## Given passage

---+---

It’s Friday evening as I write this and the last 36 hours has been a blur.  It’s with a small but of reflection that I realize that the blur has lasted more than 36 days.

The Fall is my favourite time of year – it’s also the busiest.  There are so many competing interests at play:

  • The harvest and the bounty it offers to preserve
  • The stunning amount of great food events, festivals and tastings
  • Preparing for the hunt
  • The Brickworks Picnic (where we served more than 650 portions of food we prepared in four hours)
  • Two long weekends which tend to be mini-vacations for us (generally to the hunt camp to prepare for the harvest)
  • It’s also the busiest time at work as I host an International Summit of Leaders from across our business
  • I’m starting a new position at my company – transitioning roles is a bit like working both jobs at the same time until one gently fades away.
  • I’ve decided to keep the 1,000+ consecutive days of posting going so there’s also a matter of pre-writing 10 days of posts to keep the site going while I head into the forest.

It’s been busy.  It generally always is before the hunt – the 6 day moose hunting season generally marks the end of the busiest time of year for me these days.  It’s like my drive home – our house is less than 2 minutes from the highway that takes me home; I go from 100 kilometers (around 60 miles) an hour to parked in 120 seconds or less and it takes a few more minutes for my brain to slow down and get in synch with my body.

Our work summit, this year, included 2 days away from the office.  We’re on a break of the final evening – there’s a casual get-together after an intense 4-days filled with meetings.  I’ll be here through morning when I’ll wrap up some final work items, finish my final posts and run errands through town before leaving mid-morning for camp.  I’ll be there in about an hour from here (it’s close but the rough logging road I’ll cross in my pickup demands respect and patience).

It’s ironic that the chosen location was Huntsville, Ontario (where I’m writing this journal) – I’m 3.5 hours from home and less than 20 kilometers from our cabin.  I’m between two worlds – geographically far from home and socially in a different universe than that cabin that’s so near (to get an idea of how remote, visit this post from 2009).  We’re staying at a golf course which is all but closed for the season – I can see the fall colors all around me and keep thinking of the cabin where my Father, a few friends and my dog await.

My Family spends a lot of time in the cabin this time of year.  Mom and Dad will spend 30+ days out of 45 just getting ready for the hunt.  They’ll spend time working on small projects as well as hiking and using the 4-wheeler (ATV) to look for signs and evidence of animals.  Mom left camp with Dad on Monday (her final visit of the year) and he came back yesterday (Thursday) for another 11 days.  He’ll be back in November for 16 or 17 for deer season.

I generally always get to camp later Friday night.  I love arriving Friday night – it’s generally just the retired guys who are in and it feels like the calm before the storm.  It’s a celebratory mood and the guys either stay up or get up to greet me, even if I arrive after midnight.  There will be no such arrival this year as our conference goes through the evening – something I am slightly sad about but I’m also excited to have a casual night with my peers.  Besides, I know I’ll be in camp early in the morning so my ‘sacrifice’ compared to years past is probably a 1:00AM beer.

---+---

## Given task 1
Type out the journal entry word for word, everything from "It’s Friday evening" down to "in four hours)".
The journal entry and the records come from unrelated sources.

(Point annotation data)
---+---

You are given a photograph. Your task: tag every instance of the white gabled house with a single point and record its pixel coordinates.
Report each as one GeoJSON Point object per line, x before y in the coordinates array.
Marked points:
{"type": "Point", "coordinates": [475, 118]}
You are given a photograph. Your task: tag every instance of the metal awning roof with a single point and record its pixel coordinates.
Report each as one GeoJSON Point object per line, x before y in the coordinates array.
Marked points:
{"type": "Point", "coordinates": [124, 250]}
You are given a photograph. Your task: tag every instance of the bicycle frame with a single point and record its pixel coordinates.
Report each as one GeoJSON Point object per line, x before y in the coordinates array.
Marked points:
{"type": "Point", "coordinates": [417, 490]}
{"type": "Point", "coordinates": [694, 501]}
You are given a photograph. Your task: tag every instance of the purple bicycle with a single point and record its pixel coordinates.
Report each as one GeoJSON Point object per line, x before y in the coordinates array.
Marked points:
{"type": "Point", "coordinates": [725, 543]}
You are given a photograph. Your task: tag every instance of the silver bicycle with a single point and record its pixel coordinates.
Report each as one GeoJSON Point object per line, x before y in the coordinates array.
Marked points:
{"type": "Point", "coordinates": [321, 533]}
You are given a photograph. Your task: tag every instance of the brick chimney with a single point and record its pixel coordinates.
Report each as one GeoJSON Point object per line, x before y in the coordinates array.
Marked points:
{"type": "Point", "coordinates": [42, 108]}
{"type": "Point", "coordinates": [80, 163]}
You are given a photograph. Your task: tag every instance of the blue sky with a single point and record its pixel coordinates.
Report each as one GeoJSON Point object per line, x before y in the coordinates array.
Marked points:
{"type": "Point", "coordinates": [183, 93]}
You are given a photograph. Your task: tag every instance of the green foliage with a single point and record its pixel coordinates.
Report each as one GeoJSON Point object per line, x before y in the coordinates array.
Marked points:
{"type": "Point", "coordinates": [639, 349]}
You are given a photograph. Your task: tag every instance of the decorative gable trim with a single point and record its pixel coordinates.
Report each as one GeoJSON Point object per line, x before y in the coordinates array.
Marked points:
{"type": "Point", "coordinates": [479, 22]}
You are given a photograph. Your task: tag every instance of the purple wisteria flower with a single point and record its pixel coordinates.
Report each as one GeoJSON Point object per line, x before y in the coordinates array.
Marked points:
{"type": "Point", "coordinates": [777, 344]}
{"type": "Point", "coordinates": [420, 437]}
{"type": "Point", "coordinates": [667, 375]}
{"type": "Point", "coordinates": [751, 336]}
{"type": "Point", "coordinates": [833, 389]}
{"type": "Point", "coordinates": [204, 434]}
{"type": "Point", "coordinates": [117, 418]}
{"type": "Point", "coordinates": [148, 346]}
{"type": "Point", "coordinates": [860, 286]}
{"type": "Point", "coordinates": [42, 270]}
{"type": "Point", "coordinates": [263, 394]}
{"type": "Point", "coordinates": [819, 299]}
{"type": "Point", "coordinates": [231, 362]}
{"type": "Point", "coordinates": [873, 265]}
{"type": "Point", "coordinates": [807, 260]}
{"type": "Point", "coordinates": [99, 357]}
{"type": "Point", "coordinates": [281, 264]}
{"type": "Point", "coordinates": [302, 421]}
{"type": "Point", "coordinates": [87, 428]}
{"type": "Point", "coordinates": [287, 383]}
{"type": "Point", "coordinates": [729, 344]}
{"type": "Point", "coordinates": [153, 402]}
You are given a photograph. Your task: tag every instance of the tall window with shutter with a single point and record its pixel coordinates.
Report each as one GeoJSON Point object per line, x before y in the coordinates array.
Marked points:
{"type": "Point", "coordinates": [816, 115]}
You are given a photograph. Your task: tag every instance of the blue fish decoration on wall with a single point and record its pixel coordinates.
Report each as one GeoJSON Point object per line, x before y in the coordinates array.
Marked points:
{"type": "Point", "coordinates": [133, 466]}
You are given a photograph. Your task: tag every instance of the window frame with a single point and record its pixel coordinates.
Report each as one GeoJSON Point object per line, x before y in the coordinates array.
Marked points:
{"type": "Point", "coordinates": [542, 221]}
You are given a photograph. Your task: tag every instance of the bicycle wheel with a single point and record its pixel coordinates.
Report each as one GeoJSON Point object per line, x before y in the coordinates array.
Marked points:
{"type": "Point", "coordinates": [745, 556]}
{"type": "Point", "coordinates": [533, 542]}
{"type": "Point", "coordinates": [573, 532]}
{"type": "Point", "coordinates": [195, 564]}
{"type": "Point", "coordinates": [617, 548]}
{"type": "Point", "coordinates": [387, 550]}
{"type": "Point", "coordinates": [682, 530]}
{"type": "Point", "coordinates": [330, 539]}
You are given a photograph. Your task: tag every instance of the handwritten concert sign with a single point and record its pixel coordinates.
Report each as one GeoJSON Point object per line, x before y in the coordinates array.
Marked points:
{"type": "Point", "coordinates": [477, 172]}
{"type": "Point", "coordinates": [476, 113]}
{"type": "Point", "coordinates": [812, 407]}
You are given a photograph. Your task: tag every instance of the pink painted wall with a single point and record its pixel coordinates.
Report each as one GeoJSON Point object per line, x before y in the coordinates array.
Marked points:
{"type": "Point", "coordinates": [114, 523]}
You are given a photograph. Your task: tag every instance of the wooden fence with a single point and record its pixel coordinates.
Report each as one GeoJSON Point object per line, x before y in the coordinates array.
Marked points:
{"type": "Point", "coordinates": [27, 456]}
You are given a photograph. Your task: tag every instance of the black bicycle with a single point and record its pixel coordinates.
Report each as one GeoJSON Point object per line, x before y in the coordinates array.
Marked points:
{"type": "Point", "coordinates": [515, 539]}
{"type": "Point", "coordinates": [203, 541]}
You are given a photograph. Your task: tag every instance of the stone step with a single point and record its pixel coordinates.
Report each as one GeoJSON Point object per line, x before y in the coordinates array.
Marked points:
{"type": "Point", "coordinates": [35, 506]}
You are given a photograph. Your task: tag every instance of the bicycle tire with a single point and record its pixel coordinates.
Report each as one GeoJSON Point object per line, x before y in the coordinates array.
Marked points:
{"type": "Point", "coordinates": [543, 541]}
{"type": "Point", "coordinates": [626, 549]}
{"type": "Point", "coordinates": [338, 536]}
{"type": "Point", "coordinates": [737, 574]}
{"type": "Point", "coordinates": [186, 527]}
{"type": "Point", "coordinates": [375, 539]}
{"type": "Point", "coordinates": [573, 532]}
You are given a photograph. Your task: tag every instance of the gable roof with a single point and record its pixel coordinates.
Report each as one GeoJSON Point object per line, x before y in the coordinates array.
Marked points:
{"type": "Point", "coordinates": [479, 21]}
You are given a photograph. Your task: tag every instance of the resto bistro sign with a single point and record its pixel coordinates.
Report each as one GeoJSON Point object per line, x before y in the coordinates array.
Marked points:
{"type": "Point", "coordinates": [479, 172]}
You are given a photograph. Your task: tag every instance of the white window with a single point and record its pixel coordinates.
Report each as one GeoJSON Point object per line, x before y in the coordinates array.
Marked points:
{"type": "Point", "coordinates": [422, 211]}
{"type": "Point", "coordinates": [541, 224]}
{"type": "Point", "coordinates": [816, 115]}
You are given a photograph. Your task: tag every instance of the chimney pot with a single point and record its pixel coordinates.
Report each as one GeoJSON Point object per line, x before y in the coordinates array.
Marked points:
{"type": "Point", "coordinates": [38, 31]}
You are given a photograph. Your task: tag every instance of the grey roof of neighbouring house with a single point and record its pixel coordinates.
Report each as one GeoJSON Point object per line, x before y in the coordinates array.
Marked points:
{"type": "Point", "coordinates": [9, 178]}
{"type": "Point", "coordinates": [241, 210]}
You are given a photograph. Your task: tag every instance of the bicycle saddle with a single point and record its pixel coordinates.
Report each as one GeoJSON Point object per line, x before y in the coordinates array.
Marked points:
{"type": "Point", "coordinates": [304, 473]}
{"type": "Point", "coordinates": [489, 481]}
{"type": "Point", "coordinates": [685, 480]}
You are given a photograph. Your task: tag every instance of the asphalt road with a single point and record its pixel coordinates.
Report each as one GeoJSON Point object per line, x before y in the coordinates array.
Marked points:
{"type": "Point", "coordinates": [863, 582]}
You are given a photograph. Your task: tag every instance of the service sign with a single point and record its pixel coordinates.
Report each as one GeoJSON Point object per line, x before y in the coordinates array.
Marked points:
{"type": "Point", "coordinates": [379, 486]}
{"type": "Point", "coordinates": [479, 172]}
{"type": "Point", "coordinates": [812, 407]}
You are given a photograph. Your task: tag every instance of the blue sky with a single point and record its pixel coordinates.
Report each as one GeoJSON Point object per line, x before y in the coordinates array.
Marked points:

---+---

## Given task 2
Filter the records to the lines that contain the string "purple", and copy each of those lines unchanged.

## Response 1
It’s Friday evening as I write this and the last 36 hours has been a blur.  It’s with a small but of reflection that I realize that the blur has lasted more than 36 days.

The Fall is my favourite time of year – it’s also the busiest.  There are so many competing interests at play:

  • The harvest and the bounty it offers to preserve
  • The stunning amount of great food events, festivals and tastings
  • Preparing for the hunt
  • The Brickworks Picnic (where we served more than 650 portions of food we prepared in four hours)

## Response 2
You are given a photograph. Your task: tag every instance of the purple bicycle with a single point and record its pixel coordinates.
You are given a photograph. Your task: tag every instance of the purple wisteria flower with a single point and record its pixel coordinates.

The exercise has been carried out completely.